Task inputs >>
━━━━━━

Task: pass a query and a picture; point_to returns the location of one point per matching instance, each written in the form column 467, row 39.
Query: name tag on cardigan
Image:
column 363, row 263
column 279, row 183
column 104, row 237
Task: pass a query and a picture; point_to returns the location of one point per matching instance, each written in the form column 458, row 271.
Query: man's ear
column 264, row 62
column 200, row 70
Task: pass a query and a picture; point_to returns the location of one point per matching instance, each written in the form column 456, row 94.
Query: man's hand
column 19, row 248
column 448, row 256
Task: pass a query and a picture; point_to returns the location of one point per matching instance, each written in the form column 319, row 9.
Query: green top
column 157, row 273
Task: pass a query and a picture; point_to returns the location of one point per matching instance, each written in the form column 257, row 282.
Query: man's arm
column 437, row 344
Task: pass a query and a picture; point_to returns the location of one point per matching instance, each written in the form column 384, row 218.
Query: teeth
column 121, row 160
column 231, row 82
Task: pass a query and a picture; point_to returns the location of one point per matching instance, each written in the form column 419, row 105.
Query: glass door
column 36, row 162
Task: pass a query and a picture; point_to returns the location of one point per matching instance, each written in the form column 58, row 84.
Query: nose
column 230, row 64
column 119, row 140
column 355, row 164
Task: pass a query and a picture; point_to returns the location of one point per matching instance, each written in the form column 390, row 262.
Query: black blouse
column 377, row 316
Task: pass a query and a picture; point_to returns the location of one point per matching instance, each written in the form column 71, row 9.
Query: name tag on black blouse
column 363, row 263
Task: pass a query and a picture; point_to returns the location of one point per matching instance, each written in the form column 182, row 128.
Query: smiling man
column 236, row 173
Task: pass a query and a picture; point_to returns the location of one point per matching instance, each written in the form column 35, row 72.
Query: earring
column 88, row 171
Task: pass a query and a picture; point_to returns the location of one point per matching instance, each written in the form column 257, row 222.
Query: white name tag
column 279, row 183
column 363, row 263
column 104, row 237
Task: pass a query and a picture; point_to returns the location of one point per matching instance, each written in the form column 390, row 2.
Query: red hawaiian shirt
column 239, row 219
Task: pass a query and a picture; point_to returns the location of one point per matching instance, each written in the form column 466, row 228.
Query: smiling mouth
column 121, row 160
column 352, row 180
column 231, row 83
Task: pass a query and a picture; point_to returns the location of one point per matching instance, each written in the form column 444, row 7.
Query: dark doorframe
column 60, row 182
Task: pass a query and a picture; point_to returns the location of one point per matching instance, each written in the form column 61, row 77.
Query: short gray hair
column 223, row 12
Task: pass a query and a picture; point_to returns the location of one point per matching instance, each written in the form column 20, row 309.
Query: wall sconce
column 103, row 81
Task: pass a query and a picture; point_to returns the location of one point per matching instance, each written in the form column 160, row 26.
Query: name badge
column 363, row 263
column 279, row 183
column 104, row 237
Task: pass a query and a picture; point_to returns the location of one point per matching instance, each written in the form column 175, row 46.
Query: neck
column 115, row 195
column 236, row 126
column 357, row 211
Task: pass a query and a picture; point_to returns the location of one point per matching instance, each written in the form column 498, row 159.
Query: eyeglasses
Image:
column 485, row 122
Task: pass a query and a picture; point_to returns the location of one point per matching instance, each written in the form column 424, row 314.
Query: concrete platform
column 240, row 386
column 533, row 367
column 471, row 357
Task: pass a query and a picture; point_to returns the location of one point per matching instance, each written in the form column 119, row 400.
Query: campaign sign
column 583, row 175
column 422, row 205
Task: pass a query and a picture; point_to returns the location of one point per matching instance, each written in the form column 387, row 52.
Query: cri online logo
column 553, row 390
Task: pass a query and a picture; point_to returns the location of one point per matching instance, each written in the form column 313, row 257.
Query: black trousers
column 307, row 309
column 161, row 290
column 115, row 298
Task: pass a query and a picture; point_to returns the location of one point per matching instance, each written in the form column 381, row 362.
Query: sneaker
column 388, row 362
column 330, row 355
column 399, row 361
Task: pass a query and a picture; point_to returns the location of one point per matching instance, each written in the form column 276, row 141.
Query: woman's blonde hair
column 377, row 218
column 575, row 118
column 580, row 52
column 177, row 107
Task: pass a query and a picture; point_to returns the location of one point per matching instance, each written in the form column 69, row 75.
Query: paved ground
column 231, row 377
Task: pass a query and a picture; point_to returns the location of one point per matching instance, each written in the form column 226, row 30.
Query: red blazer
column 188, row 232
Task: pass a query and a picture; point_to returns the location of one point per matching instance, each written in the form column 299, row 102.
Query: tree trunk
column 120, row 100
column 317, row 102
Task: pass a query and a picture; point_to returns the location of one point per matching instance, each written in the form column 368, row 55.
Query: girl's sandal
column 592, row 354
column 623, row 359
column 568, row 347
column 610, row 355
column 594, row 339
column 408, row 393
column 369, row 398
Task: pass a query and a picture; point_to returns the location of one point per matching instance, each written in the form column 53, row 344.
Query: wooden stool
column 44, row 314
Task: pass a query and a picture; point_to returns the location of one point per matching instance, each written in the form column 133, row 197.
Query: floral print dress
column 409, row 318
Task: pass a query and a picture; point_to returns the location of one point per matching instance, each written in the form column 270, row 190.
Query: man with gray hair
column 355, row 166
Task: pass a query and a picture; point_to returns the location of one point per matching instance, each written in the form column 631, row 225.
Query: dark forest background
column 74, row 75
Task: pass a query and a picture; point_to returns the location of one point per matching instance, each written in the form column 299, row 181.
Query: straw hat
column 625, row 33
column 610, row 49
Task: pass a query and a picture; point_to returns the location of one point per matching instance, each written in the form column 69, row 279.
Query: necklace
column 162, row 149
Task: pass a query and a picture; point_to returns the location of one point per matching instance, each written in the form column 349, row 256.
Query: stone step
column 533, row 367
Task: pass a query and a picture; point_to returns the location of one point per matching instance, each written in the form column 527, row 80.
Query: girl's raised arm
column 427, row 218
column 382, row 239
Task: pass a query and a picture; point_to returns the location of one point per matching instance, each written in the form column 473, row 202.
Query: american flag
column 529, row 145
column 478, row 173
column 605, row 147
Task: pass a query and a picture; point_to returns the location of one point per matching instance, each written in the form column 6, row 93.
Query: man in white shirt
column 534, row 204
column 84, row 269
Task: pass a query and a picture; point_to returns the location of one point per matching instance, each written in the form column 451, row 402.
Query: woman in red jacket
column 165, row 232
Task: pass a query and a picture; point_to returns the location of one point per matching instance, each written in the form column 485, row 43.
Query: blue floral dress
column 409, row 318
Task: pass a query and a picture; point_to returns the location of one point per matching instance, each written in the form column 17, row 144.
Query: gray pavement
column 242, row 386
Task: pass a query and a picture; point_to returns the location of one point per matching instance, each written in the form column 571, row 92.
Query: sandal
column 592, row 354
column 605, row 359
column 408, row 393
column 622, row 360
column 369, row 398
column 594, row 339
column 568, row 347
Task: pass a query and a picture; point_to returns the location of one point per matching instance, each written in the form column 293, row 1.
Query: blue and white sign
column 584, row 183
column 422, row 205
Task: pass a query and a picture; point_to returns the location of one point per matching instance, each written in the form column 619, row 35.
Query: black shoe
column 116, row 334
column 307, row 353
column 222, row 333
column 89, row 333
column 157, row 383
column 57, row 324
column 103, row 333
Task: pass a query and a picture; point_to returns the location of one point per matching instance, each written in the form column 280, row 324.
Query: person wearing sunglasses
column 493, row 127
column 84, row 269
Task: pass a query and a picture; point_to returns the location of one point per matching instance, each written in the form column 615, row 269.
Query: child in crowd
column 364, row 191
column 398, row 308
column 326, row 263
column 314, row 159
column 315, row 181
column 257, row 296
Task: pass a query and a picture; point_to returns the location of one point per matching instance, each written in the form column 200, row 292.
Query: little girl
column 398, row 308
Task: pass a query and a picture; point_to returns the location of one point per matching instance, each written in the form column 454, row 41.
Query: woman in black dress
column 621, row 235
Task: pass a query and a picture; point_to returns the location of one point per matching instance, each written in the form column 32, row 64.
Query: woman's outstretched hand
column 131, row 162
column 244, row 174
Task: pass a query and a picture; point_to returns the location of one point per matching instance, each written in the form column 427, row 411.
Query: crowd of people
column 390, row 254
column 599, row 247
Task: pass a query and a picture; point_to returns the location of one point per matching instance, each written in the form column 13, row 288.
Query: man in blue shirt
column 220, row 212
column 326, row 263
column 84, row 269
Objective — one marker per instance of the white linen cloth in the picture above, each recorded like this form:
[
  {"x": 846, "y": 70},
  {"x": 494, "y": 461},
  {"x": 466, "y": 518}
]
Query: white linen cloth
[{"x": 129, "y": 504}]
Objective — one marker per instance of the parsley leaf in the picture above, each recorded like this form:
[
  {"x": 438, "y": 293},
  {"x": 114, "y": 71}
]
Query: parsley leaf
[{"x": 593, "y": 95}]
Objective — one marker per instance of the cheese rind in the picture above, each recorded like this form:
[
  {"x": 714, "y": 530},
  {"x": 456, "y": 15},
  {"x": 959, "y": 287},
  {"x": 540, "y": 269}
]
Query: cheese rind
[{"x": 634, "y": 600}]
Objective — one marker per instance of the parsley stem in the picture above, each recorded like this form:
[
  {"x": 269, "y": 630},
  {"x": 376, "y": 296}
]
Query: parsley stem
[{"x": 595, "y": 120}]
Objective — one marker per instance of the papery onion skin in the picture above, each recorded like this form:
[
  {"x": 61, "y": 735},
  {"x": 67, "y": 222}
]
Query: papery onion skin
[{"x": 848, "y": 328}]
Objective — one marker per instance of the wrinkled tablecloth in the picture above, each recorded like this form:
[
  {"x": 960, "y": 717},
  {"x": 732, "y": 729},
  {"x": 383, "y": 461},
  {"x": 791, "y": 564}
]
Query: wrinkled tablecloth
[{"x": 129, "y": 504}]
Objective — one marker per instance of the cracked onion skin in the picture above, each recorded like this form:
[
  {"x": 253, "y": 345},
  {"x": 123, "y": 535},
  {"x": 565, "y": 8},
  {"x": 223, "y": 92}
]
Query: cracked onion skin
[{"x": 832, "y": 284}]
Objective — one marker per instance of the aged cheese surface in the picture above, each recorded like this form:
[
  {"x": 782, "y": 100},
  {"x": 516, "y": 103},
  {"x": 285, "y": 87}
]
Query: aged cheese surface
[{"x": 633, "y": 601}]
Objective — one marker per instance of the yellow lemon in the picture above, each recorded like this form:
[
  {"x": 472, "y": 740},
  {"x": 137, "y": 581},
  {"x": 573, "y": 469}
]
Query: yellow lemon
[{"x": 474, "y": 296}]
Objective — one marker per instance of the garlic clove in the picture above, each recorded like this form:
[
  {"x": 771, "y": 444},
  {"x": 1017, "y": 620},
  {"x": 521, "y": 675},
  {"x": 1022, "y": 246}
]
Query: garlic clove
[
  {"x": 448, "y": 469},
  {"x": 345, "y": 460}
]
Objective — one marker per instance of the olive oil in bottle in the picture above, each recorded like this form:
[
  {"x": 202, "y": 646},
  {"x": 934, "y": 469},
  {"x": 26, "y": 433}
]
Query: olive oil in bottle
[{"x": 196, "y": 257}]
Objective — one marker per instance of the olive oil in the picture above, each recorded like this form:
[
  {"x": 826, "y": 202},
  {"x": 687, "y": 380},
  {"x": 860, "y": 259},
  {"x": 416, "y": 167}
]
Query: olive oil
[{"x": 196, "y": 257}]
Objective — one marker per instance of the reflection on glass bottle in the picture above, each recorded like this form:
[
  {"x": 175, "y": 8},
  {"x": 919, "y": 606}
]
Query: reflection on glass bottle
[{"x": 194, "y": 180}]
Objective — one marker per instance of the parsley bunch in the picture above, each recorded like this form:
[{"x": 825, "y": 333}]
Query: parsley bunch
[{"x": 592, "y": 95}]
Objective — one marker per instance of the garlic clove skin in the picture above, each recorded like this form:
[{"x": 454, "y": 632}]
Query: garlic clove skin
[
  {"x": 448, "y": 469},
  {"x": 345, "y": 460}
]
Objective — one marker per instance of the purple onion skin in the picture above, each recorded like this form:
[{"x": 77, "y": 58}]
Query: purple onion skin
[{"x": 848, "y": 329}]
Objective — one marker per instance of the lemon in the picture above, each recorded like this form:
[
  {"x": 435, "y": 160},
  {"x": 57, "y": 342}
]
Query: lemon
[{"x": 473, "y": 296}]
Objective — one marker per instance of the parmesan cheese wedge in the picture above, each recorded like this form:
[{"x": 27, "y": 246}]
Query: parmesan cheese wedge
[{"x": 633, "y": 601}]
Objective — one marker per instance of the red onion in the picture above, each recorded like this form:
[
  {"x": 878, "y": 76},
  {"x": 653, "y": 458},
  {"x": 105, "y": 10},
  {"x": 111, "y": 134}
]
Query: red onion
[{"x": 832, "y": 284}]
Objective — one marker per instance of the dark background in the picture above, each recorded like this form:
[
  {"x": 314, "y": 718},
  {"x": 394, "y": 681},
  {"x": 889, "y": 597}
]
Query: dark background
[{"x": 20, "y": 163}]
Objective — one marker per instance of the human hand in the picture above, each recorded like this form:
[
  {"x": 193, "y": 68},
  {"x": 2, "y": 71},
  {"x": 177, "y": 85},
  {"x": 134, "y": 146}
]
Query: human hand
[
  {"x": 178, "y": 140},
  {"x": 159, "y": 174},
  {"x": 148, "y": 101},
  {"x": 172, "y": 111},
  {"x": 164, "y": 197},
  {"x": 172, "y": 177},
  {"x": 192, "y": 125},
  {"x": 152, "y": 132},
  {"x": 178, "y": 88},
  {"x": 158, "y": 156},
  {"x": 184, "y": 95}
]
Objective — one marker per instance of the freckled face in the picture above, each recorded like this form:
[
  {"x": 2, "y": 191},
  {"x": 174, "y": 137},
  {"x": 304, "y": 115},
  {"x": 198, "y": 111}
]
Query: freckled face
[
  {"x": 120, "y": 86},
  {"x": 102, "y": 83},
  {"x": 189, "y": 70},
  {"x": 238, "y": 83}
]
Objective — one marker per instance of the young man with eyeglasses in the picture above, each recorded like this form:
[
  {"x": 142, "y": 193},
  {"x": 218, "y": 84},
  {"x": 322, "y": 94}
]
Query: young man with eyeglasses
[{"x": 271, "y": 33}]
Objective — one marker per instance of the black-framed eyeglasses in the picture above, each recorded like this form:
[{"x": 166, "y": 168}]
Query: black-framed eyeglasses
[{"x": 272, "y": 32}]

━━━━━━

Task to complete >>
From the records above, repeat exactly the lines from the one with "226, row 30." through the one with "368, row 55.", both included.

Exercise output >>
Task: pass a query and a picture; point_to returns the location of one point per matching instance, each written in the form column 226, row 30.
Query: red blazer
column 188, row 232
Task: pass a query and a picture; point_to returns the location of one point per matching instance, each written in the form column 299, row 102.
Query: tree trunk
column 120, row 100
column 317, row 102
Task: pass a query and a picture; point_to returns the location of one point per matching instance, each written in the form column 368, row 55.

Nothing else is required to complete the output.